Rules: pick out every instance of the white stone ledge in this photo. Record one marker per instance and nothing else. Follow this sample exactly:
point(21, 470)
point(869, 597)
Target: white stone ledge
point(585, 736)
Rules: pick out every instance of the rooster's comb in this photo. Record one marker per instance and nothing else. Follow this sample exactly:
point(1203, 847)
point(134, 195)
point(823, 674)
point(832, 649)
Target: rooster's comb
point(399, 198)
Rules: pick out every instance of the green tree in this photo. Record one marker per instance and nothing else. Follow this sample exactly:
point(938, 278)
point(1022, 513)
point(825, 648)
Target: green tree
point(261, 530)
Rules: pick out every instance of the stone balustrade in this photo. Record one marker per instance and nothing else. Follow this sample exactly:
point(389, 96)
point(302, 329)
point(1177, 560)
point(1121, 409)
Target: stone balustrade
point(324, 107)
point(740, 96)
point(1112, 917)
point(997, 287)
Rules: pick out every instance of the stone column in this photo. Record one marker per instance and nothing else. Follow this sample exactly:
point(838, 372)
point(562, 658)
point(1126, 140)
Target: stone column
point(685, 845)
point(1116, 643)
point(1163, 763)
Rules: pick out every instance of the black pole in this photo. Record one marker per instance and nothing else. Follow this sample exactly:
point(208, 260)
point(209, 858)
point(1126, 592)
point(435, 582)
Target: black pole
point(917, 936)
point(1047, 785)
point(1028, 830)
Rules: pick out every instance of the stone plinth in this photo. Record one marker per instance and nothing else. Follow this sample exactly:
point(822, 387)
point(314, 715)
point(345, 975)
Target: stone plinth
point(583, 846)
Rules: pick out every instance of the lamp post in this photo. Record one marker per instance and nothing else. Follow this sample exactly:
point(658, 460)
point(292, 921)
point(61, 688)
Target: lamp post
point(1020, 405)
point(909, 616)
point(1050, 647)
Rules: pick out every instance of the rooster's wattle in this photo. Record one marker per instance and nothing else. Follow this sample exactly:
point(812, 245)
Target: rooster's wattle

— ASSIGNED TASK —
Locate "Target: lamp post" in the data above. Then repeat, exactly, its line and each line after it through the last, adding nothing.

— YOUR SOLUTION —
Target: lamp post
point(1020, 405)
point(909, 616)
point(1050, 647)
Rules: pick out every instance of the rooster's wattle in this photo. Record one marker per instance and nothing else. Follow this sample exactly:
point(812, 245)
Target: rooster's wattle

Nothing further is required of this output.